++++ Supplied text ++++
Photo: Oliver Fojkar

On September 24, experts from the Provincial Institute for Nature Protection found several fossils of shells from the Pannonian Sea up to 20 million years old, discovered at the geological-paleontological site Krecanska Jama near Lezimir on Fruska Gora.

According to Darko Timotic, a geology engineer for paleontology with the Provincial Institute for Nature Protection, this is a site that has long been in the records of the institute.

"It's a site where limestone was mined in the past, so that people could make lime, which is probably why it's called Krecanske Jame ("Lime Pits" in Serbian). There are a lot of fossils at that site because it dates back to the period of the Pannonian Sea, when there was the largest number of fossils and they were mostly shells and algae. That was the real Pannonian Sea, up to 20 million years ago. After that, there were some tectonic movements when that sea was no longer a real sea, as there was more and more fresh water inflow," Darko Timotic told Telegraf.rs.

Shells are often found there, says the geologist. These are the real sea layers of the Pannonian Sea, because after that period there were no more such sediments and marine organisms on Mt. Fruska Gora, the environment changed - so this site is important.

The fossils fall out on their own


"What is especially interesting is that it's best to come here after the winter, in the spring or summer, because these rocks are very porous and during the winter when there is snow and ice, it often happens that fossils are literally found on the surface and outside the profile, having fallen out. Water enters that space between the rock and the fossil and pushes it to the surface. A good number of fossils were found precisely in that way rather than on the profile itself, instead below the profile in that crushed material. That is what we geologists know, while most people go there and knock on something, look for it, but the best way is this," explains Timotic.

According to him, the company Lafarge did some research on that site looking for limestone, and to what degree that site will be available at all depends on their results.

After processing and cleaning, which can take up to several weeks, the fossils will be placed in the geological-paleontological collection of the Provincial Institute.
++++ Given entries ++++
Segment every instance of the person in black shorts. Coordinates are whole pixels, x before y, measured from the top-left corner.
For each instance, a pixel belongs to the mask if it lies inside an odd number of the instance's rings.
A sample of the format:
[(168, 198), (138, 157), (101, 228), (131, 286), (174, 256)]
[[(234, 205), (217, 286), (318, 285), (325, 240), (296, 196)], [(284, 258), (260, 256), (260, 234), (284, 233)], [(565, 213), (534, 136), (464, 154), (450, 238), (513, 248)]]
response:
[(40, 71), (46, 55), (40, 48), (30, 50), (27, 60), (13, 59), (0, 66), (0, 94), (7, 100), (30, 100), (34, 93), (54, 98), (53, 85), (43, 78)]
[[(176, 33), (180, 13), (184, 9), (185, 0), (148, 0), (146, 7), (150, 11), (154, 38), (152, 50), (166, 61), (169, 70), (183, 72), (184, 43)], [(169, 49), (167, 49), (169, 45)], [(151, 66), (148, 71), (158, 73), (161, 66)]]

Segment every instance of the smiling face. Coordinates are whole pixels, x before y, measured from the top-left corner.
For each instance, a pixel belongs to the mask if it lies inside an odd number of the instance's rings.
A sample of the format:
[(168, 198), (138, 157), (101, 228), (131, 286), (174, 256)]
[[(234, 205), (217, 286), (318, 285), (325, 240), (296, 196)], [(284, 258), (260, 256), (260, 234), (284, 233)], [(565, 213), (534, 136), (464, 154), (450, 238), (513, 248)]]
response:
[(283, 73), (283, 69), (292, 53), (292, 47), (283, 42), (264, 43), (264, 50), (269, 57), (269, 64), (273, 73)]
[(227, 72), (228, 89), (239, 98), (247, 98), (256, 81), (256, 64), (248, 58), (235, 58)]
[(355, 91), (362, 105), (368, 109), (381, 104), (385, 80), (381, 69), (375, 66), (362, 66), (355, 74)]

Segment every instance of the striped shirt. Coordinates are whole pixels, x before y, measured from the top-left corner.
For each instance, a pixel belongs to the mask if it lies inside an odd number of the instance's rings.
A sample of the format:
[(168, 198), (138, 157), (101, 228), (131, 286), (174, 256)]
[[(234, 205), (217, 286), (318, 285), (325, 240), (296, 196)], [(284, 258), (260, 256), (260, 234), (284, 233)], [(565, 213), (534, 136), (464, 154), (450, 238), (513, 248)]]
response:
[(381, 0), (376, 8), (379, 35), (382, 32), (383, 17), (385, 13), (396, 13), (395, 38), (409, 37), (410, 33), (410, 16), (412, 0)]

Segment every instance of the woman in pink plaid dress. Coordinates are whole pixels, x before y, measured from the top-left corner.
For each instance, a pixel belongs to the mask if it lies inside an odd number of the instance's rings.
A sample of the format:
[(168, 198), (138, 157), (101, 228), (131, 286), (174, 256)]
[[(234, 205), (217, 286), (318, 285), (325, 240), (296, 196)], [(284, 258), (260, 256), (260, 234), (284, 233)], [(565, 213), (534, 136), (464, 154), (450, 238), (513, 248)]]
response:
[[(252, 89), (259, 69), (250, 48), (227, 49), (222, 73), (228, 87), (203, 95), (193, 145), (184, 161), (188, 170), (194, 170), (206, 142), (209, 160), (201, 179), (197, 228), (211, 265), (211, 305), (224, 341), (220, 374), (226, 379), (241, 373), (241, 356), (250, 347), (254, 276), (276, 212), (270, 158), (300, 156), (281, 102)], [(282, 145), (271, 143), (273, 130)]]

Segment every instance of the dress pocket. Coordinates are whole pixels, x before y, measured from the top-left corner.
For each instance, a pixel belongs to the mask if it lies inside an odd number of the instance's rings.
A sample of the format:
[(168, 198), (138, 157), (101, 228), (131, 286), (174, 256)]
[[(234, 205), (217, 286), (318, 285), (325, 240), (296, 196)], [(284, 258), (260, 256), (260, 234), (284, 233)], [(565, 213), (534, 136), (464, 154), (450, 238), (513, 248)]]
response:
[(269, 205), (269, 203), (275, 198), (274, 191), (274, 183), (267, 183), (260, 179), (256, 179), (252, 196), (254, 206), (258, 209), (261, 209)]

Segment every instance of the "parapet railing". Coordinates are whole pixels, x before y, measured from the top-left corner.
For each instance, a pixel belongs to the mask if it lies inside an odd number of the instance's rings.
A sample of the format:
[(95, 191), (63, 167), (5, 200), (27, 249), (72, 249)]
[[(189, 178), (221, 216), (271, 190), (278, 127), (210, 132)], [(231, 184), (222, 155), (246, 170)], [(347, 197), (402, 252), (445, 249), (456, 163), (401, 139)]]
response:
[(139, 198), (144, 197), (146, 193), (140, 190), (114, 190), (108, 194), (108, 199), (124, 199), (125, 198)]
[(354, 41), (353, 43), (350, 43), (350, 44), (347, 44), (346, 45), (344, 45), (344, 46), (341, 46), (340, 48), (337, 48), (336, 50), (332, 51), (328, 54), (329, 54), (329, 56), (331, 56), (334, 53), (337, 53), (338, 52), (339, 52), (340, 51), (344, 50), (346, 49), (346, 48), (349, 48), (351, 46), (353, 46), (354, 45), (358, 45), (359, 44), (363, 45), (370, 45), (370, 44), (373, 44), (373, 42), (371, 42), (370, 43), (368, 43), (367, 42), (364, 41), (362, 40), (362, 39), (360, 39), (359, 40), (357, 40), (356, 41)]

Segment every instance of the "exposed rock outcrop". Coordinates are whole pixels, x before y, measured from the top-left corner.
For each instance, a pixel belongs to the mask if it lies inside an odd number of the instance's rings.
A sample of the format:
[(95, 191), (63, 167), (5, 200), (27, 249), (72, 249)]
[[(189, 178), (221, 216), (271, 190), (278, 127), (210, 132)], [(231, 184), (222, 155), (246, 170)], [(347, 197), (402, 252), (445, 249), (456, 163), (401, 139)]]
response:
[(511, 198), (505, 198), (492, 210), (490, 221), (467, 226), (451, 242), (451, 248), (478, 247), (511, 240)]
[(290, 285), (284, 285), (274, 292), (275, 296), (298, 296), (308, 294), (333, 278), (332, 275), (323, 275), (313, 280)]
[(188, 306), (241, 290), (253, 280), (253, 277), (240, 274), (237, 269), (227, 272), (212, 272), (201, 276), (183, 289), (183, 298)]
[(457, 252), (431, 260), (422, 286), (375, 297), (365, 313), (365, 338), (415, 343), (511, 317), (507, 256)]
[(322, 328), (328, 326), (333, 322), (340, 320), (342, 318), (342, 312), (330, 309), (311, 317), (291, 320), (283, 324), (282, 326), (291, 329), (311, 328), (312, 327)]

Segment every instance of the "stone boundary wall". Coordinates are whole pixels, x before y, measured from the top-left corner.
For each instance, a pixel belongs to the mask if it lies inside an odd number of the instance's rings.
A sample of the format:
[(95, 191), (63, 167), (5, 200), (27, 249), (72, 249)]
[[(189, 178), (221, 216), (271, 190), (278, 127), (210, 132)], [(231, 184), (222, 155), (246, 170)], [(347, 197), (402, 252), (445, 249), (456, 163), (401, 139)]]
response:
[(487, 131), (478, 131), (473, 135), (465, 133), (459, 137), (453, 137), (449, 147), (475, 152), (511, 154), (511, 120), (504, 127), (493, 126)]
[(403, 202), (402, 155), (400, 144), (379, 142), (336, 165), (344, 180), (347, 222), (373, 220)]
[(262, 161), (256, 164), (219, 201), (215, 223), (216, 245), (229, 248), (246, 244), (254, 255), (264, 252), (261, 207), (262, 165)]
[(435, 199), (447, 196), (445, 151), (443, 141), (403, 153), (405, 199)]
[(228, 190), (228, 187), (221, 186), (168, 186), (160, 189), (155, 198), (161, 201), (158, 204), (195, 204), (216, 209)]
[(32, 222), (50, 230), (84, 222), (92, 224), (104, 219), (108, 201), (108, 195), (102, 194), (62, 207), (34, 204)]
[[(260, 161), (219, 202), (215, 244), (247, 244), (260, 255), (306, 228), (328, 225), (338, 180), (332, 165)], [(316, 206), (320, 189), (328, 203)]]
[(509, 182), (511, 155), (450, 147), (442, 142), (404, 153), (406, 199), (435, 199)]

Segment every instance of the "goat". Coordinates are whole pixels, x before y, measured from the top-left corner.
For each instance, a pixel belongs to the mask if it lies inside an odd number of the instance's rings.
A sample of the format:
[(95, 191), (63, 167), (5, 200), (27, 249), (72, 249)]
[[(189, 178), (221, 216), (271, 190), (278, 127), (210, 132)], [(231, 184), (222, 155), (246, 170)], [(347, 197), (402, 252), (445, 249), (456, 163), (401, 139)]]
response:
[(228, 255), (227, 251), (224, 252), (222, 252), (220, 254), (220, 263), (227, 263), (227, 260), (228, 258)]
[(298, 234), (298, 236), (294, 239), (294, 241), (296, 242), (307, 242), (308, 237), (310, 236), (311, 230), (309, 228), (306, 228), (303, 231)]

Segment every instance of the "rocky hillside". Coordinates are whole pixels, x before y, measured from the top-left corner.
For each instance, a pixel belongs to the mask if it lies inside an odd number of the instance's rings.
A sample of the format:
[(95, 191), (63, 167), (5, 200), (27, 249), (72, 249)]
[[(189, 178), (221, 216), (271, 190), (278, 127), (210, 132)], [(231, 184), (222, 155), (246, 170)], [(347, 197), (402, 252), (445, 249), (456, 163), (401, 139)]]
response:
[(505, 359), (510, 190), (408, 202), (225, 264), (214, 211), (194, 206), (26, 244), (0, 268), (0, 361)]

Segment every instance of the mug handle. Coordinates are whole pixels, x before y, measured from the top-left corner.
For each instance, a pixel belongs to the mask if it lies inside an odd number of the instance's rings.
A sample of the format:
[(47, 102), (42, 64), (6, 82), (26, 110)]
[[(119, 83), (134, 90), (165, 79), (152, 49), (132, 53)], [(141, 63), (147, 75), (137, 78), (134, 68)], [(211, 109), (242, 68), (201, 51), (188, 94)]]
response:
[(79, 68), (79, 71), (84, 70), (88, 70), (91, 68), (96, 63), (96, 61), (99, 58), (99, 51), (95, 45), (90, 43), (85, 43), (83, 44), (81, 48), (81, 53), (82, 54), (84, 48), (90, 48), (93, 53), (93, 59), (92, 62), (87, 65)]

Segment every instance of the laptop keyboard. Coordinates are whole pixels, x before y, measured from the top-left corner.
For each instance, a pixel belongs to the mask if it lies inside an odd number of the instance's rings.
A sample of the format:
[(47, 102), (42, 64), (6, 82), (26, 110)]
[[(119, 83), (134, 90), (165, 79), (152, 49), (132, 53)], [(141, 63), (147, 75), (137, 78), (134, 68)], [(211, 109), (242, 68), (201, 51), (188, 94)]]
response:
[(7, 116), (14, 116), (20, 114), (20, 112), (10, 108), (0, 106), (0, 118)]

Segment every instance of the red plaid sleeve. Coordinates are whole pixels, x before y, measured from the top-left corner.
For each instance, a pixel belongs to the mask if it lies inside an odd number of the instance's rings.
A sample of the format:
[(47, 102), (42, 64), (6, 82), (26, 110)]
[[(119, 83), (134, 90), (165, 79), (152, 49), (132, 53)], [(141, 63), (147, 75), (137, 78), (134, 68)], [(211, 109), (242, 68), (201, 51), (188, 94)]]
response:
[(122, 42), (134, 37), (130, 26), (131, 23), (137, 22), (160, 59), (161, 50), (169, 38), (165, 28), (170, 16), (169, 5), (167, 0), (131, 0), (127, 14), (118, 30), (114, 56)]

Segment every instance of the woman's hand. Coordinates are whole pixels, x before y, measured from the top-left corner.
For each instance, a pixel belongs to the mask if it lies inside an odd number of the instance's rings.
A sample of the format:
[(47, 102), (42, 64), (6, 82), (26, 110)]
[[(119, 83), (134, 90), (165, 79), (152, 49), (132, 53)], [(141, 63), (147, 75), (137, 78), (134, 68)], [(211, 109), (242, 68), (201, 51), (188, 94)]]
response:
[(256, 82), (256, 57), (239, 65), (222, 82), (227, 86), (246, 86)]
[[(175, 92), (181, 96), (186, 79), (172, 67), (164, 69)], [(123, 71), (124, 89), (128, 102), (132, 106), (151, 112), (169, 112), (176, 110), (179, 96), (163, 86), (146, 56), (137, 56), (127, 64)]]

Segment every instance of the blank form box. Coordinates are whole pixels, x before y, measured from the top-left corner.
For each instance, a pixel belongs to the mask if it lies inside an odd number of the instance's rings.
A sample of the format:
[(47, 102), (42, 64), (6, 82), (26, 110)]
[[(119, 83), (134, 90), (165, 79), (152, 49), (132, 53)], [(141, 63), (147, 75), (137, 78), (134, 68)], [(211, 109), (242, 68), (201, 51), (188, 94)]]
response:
++++
## Problems to work on
a) Name every season of the year mentioned in the article about the Fruska Gora fossil find.
b) Carry on writing the article about the Fruska Gora fossil find, starting right after its last sentence.

## Answers to the exercise
a) Winter, spring, and summer.

b)
Pannonian Sea, from Vienna to the Carpathians


The Pannonian Sea existed in the Pannonian Basin from 23 until 1.8 million years ago. It stretched between Vienna in the west, the Slovak Tatras in the north, the Romanian Carpathian Mountains in the east and the Dinaric Alps in the south. The Danube at the time flowed into the sea near Vienna, the Sava was a short tributary, and the course of Drina, Kolubara and Morava rivers was even shorter, writes tourist guide and geographer Ratomir Veselinovic. The last waters of the Pannonian Sea drained out in the Danube towards the Black Sea, and the last time time there was sea at what is today Belgrade was approximately 8 million years ago. If, by any chance, our capital existed at that time, only its highest parts, such as Mt. Avala, Torlak and Vracar, would peek out of the water.

This body of water covered a significant part of Serbia - Vojvodina, Sumadija, Pomoravlje - as well as the area of ​​today's northern and eastern Croatia and Bosnia and Herzegovina, northeastern parts of Slovenia (Prekomurje), eastern parts of Austria, western Slovakia, extreme south of the Czech Republic, almost all of Hungary, western Romania, and a part of Transcarpathian Ukraine.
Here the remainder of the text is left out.